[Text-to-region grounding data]
+++

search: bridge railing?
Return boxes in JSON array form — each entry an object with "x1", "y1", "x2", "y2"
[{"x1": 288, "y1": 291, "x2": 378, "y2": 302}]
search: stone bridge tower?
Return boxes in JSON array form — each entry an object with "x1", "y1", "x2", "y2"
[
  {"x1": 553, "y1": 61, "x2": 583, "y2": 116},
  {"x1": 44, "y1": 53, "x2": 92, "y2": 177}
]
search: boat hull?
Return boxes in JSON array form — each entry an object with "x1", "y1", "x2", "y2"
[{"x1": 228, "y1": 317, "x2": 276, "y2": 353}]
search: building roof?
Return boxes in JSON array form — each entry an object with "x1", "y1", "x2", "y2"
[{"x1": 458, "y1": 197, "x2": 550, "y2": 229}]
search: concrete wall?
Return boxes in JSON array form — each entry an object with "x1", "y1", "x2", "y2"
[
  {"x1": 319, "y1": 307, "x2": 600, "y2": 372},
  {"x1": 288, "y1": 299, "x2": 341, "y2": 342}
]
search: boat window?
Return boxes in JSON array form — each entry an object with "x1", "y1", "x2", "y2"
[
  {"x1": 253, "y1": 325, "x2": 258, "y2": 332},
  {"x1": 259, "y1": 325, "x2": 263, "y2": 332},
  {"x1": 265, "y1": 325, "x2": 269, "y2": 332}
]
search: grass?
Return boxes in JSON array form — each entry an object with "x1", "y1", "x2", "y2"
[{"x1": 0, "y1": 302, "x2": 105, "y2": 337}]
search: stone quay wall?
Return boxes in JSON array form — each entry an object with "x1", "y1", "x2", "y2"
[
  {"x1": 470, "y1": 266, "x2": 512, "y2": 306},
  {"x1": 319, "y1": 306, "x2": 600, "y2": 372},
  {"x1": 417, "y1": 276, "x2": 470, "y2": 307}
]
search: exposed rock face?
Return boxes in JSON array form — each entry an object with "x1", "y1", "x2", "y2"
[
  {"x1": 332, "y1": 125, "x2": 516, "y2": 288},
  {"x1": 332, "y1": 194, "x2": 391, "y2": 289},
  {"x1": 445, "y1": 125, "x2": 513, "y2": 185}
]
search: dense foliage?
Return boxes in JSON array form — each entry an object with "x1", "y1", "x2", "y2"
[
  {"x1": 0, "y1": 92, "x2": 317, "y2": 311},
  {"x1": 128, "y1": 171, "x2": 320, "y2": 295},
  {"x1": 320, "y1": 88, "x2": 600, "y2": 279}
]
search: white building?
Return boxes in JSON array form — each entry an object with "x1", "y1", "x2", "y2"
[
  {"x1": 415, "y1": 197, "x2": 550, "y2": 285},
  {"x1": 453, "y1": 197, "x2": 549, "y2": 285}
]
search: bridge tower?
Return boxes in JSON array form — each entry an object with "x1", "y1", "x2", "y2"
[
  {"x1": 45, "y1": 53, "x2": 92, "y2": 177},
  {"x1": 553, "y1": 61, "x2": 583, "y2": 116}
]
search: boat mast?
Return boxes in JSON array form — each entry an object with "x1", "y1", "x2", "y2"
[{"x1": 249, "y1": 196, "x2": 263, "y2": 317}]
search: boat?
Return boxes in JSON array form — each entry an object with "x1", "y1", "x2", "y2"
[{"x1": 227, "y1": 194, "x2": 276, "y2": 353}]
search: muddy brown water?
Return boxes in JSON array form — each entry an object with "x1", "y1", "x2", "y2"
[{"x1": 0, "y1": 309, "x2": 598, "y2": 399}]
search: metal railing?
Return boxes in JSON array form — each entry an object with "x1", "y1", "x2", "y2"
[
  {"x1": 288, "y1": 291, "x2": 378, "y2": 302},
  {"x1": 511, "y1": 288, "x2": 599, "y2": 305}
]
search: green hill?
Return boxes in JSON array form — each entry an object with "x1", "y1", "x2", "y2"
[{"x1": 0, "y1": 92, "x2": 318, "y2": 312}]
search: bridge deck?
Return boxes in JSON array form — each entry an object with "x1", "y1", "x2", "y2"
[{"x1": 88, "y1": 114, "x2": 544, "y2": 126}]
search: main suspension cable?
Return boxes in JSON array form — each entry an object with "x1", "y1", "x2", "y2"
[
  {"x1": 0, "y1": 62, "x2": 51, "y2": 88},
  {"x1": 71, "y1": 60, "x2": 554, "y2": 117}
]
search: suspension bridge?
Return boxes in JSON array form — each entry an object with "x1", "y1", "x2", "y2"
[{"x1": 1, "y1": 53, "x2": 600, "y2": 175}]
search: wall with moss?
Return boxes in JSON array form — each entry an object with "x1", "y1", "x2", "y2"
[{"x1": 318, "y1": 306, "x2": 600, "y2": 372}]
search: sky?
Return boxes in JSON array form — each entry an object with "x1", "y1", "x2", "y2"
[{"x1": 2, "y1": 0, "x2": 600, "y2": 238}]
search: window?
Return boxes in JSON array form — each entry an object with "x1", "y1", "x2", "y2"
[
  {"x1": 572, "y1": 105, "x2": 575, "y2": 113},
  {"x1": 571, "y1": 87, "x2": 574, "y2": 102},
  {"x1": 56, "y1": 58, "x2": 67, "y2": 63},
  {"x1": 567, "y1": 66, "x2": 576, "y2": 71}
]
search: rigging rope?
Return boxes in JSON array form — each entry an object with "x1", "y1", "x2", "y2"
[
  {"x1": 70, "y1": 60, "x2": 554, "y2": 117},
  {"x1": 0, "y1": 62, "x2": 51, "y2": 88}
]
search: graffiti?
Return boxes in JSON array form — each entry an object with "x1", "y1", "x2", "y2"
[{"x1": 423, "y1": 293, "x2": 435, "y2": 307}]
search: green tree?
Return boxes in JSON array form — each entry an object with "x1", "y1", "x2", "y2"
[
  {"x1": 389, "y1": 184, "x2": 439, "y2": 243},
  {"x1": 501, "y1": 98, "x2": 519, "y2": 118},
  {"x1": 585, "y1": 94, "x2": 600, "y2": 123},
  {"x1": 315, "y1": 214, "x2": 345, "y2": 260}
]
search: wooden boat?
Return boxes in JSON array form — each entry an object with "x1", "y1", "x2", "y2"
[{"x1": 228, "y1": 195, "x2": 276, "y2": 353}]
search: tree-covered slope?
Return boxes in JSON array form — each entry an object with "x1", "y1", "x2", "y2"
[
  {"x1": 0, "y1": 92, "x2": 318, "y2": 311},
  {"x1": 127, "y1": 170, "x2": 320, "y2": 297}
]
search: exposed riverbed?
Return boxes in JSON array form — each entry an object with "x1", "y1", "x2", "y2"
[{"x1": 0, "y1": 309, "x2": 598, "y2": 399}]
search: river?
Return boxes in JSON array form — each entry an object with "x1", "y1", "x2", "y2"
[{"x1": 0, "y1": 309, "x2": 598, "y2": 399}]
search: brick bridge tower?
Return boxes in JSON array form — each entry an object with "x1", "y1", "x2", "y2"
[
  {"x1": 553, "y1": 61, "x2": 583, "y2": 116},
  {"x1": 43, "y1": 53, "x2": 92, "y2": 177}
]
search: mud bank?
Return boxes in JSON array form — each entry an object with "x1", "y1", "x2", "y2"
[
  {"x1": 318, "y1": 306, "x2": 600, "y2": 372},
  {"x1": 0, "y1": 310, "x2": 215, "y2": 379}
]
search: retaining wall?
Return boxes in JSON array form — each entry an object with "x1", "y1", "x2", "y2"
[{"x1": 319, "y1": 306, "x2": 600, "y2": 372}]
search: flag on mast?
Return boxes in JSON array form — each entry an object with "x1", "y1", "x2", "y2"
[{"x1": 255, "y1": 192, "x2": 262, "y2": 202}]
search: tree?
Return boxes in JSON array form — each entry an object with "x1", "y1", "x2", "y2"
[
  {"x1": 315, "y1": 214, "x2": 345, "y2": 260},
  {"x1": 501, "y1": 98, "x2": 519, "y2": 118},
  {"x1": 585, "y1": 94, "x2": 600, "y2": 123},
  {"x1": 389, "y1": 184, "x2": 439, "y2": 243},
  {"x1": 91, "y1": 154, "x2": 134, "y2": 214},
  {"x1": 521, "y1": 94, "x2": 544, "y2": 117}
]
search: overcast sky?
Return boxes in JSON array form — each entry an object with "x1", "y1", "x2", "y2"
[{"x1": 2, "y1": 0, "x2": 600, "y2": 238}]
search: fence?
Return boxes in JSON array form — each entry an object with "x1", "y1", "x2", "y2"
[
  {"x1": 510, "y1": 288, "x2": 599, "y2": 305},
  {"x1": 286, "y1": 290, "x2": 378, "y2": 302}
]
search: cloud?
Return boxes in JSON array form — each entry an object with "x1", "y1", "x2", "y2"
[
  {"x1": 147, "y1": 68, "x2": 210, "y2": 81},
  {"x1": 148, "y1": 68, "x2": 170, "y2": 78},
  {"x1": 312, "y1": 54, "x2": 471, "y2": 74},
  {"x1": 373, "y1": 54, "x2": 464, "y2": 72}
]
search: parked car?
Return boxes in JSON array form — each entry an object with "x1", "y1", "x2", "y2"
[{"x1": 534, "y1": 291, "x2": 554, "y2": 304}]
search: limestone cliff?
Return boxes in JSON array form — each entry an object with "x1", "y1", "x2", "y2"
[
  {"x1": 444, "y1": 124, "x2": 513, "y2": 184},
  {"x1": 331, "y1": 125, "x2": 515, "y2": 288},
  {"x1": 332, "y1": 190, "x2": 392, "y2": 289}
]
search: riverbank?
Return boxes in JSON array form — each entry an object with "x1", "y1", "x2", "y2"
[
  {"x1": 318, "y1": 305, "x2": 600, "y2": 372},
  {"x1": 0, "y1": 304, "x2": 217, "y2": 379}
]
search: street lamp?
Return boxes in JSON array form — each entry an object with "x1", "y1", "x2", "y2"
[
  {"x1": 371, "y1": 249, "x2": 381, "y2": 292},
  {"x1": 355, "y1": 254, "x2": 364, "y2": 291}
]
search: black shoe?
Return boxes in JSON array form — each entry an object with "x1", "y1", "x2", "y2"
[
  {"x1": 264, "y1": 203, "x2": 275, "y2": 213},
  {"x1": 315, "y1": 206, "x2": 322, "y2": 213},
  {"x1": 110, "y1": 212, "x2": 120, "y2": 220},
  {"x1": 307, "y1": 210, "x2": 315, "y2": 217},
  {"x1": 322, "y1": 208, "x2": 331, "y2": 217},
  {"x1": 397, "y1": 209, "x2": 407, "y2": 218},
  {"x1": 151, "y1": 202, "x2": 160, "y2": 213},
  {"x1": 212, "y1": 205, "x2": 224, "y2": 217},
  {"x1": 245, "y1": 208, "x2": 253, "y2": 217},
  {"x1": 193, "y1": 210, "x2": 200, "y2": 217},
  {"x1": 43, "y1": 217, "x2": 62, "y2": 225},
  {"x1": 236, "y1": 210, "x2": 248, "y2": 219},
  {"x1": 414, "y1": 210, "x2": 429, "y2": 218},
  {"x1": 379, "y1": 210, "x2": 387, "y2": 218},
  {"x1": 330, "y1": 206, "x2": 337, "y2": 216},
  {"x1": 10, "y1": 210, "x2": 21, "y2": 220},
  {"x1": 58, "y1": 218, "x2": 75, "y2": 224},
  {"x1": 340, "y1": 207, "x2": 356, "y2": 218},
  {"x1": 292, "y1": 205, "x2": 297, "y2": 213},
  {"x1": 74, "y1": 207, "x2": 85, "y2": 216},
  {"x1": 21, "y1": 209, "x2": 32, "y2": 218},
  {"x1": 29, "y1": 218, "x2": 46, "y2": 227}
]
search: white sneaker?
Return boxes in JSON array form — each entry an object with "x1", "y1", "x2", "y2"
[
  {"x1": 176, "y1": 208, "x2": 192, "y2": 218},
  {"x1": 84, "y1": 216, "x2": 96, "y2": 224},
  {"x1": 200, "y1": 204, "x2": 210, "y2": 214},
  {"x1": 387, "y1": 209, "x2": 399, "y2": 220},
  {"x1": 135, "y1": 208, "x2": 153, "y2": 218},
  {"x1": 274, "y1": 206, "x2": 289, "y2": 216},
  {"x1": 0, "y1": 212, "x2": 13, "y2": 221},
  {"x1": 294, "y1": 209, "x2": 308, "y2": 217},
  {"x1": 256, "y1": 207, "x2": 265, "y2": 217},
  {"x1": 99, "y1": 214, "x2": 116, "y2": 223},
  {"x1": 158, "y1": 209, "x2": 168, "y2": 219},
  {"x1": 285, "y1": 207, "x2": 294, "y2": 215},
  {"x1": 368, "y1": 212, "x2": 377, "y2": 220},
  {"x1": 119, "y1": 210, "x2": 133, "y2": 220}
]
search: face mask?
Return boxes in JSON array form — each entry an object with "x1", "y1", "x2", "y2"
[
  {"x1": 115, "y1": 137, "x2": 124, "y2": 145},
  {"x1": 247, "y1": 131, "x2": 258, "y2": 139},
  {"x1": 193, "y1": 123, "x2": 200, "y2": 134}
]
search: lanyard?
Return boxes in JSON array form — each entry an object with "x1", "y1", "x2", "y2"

+++

◆ Problem description ◆
All lines in the data above from the one with "search: brick bridge tower?" through the one with "search: mud bank?" must be repeated exactly, and no others.

◆ Answer section ◆
search: brick bridge tower?
Return boxes in JSON array form — each entry an object with "x1", "y1", "x2", "y2"
[
  {"x1": 553, "y1": 61, "x2": 583, "y2": 116},
  {"x1": 43, "y1": 53, "x2": 92, "y2": 177}
]
search: mud bank?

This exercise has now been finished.